* _Data supplied_
▬▬▬▬▬▬
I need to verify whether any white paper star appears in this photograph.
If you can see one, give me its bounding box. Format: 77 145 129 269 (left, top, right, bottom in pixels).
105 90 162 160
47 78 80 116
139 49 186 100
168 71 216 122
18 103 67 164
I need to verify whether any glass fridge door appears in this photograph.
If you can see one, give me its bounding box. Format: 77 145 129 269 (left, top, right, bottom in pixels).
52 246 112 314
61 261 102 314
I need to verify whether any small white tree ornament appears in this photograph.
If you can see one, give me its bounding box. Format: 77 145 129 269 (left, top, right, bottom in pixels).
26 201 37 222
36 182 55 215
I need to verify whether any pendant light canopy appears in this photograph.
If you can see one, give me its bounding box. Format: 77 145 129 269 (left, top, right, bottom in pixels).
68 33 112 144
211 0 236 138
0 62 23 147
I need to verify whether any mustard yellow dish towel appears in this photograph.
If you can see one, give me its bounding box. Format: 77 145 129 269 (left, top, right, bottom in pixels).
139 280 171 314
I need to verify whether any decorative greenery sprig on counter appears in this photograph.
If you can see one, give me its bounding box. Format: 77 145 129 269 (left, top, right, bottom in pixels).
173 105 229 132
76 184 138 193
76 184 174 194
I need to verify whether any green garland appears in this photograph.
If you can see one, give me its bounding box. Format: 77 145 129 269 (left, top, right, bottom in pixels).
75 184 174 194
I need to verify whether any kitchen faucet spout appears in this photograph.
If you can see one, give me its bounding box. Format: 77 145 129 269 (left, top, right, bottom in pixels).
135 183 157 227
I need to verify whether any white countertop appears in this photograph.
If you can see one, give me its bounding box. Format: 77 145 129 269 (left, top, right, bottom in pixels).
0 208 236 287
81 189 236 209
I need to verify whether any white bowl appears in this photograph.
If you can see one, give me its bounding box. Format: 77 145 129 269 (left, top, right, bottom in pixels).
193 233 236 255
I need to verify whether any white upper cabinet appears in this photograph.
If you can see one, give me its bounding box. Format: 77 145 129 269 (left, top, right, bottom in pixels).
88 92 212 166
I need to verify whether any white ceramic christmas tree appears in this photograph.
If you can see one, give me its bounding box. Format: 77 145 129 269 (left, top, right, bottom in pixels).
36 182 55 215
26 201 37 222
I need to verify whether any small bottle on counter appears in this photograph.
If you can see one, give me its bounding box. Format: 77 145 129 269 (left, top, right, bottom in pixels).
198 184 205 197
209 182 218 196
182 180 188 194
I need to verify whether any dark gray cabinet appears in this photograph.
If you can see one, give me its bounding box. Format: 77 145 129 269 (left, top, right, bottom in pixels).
▬▬▬▬▬▬
* _Description of the task_
Output the stretch from the start of the material above through the line containing "18 103 67 164" as a numbered list, leaving out any blank lines.

* _Solution below_
1. I need to verify whether any white paper star appears in this photograph.
2. If you can see one, give me its bounding box. Format: 77 145 129 269 (left, top, right, bottom in pixels).
3. 105 90 162 160
4. 47 78 80 116
5. 139 49 186 100
6. 168 71 216 122
7. 18 103 67 164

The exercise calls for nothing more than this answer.